▶ Exercise set
A. From the Christopher Skudder biography, copy the passage starting at "He began his" and ending at "IRN in London.".
B. Using the Christopher Skudder biography, decide whether each statement agrees with it, answering yes or no and quoting the words that settle it: (i) Skudder graduated from Goldsmiths College in 1982. (ii) His family moved to Wales in 1980. (iii) He is a lifelong supporter of Southampton.
C. Answer these questions from the Christopher Skudder biography:
(i) Which school did he attend in Pembrokeshire?
(ii) For which channel did he write popular music reviews?
(iii) Which BBC journalist is named as his friend?

▶ Document extract
Christopher Skudder (born 1959) is a British broadcast journalist, and sports news broadcaster with ITV.

==Biography==
Born in Warwickshire and educated at King's Norton Grammar School, his family moved to Wales in 1973 where he then attended Pembroke School, Pembrokeshire. Skudder went up to Goldsmiths College, London, reading French and Drama, and graduated as BA in 1982. He then studied at the IBA National Broadcasting School in London.

He began his career as a local radio disc jockey on Hospital Radio Withybush and sports presenter in South Wales in the mid-1980s, moving on to become sports editor of Ocean Sound, covering Southampton and Portsmouth in Hampshire, then Capital Radio and IRN in London.

Skudder has also contributed popular music reviews for Sky Arts, BSkyB's arts and culture TV channel/website and was a longtime sports presenter and correspondent on Sky News.
He covered the football World Cups in the USA (1994), France (1998), Japan (2002), Germany (2006), South Africa (2010), Russia (2018) and Qatar 2022); the European Championships in Belgium/Holland (2000) Portugal (2004) England (2021) and Germany 2024; and Olympic Games in Greece (2004), China (2008), London (2012), Tokyo (2021) and Beijing (2022) working for both Sky News and Sky Sports News followed by freelance stints for FIFA, the IOC and GB News

The BBC's Dan Roan is a friend who he has worked alongside and Skudder is a lifelong supporter of Birmingham City Football Club.

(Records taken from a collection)
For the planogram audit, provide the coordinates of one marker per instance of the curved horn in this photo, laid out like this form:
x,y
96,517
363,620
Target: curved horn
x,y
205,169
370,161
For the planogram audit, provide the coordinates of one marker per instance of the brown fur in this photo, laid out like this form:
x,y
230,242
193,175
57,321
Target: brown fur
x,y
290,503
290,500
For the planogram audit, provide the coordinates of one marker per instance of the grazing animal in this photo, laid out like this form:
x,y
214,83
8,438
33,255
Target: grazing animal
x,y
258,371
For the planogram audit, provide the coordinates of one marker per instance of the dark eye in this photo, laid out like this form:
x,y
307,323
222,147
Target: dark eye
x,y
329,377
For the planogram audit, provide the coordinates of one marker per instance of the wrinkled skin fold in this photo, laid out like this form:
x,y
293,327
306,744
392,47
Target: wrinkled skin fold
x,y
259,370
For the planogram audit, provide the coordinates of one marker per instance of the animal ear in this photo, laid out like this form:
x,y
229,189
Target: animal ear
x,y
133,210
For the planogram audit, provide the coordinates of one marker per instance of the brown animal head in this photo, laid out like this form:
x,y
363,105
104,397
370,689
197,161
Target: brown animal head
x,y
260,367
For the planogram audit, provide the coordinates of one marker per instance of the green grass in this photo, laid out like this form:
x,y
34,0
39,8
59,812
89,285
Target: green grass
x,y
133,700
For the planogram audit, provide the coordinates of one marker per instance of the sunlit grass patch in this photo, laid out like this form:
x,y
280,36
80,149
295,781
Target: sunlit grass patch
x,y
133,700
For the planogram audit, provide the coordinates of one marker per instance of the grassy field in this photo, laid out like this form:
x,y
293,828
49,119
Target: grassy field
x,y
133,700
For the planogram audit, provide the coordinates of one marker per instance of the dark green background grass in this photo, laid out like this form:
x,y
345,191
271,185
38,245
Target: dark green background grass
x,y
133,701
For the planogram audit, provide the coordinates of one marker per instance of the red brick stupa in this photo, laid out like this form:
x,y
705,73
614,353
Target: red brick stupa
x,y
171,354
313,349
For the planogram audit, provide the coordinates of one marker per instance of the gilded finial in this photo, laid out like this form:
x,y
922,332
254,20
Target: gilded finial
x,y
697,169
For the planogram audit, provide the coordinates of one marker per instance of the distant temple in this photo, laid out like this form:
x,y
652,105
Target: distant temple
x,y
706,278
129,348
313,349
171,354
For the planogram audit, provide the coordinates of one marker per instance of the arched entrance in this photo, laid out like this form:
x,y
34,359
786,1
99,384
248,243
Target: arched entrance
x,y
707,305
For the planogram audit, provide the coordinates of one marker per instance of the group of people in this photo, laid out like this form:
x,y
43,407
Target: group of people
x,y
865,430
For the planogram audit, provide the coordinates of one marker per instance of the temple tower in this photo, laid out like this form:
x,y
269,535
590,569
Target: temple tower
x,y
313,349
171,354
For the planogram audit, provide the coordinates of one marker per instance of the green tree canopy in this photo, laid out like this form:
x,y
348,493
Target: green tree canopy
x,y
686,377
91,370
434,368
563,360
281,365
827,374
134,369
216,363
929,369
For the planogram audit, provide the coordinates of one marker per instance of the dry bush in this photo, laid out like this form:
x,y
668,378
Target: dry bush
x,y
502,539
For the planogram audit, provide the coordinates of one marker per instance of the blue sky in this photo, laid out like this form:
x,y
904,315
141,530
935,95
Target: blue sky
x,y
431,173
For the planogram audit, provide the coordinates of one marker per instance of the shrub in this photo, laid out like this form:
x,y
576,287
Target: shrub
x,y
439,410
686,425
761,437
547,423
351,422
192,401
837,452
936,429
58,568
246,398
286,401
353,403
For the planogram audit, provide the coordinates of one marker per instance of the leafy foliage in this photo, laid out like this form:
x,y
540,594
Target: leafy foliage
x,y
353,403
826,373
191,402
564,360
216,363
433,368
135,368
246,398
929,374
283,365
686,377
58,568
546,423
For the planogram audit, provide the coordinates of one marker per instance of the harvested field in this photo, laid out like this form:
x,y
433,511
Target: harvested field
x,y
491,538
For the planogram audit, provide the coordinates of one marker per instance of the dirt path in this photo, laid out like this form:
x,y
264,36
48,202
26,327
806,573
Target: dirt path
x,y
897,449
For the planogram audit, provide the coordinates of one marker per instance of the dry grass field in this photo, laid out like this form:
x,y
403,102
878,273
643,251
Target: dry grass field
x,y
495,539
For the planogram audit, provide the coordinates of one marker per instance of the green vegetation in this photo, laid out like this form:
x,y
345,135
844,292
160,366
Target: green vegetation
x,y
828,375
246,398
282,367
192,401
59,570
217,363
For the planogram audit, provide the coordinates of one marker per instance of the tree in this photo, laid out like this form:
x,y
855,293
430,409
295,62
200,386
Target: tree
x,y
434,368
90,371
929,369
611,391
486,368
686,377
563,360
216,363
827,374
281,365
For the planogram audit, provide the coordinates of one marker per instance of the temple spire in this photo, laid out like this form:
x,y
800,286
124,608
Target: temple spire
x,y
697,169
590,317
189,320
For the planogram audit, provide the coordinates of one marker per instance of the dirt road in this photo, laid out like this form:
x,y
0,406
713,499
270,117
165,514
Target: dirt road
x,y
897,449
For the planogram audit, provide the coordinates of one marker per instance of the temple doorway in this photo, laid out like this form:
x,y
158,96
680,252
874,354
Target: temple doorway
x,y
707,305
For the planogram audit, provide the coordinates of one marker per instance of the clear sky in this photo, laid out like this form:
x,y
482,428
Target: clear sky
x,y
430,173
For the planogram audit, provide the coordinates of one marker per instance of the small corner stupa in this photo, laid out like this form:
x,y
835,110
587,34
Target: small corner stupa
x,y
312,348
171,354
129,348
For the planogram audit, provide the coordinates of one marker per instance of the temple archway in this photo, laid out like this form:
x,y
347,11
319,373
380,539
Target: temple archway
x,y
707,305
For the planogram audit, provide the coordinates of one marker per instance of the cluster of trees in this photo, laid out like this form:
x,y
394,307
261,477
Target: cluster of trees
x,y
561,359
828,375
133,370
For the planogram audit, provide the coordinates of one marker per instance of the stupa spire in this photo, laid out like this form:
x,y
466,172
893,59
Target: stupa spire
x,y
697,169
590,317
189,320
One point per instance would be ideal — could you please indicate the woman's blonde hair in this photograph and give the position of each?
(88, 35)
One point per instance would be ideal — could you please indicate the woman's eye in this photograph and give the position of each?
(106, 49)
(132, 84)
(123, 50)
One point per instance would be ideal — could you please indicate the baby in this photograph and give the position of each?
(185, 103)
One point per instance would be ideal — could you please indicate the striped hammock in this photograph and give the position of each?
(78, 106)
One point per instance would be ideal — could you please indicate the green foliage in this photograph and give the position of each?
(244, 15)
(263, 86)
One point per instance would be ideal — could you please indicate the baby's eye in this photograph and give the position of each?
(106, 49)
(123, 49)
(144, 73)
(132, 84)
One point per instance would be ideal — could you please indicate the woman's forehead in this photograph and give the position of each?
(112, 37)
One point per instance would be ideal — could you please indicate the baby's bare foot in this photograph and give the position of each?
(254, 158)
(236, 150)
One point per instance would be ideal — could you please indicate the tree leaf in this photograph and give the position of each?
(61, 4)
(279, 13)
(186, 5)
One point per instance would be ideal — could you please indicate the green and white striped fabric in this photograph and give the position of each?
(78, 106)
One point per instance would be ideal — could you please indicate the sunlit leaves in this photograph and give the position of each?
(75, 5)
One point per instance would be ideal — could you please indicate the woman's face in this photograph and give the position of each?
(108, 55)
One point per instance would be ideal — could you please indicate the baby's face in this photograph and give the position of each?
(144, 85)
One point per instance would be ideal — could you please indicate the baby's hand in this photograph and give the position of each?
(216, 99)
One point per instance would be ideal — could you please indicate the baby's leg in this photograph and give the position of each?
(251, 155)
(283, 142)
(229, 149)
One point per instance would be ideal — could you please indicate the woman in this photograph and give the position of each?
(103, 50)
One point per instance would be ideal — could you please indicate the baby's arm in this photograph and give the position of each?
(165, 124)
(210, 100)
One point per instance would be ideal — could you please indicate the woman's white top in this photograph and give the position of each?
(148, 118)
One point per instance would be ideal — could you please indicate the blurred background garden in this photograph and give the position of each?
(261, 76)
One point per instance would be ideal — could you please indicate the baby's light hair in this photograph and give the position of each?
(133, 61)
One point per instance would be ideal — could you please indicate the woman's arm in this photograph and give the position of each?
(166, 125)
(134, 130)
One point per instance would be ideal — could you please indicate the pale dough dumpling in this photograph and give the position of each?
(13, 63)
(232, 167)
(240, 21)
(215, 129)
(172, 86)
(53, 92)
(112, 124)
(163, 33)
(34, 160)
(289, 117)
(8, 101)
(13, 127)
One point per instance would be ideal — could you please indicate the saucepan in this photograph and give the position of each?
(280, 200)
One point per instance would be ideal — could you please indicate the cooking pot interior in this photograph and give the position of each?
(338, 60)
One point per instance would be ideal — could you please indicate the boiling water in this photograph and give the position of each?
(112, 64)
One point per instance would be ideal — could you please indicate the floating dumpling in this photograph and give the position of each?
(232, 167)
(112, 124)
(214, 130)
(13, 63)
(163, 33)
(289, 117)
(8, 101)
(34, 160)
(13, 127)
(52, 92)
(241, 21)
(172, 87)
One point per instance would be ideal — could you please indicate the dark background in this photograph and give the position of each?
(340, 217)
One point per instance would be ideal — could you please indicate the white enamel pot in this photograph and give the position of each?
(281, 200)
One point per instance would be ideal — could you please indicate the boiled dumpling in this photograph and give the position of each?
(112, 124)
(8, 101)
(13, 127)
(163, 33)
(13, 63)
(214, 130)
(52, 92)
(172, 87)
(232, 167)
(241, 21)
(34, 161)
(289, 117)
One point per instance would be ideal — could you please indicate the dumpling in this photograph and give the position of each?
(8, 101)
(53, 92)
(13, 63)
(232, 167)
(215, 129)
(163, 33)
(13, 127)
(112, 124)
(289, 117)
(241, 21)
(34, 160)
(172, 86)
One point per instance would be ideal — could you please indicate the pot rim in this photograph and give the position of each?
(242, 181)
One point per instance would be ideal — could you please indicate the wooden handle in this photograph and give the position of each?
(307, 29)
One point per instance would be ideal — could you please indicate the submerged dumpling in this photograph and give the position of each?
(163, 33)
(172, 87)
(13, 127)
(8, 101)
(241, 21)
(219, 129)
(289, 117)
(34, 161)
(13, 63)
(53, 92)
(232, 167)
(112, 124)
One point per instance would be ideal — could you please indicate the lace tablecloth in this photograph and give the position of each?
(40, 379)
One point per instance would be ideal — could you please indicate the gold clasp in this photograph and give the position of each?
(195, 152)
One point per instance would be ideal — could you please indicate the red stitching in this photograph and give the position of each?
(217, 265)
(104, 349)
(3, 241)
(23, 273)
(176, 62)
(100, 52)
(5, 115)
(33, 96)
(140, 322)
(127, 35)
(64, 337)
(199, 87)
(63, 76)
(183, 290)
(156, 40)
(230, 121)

▶ List of solutions
A.
He began his career as a local radio disc jockey on Hospital Radio Withybush and sports presenter in South Wales in the mid-1980s, moving on to become sports editor of Ocean Sound, covering Southampton and Portsmouth in Hampshire, then Capital Radio and IRN in London.

B.
(i) Yes: "graduated as BA in 1982"
(ii) No: "his family moved to Wales in 1973"
(iii) No: "a lifelong supporter of Birmingham City Football Club"

C.
(i) Pembroke School
(ii) Sky Arts
(iii) Dan Roan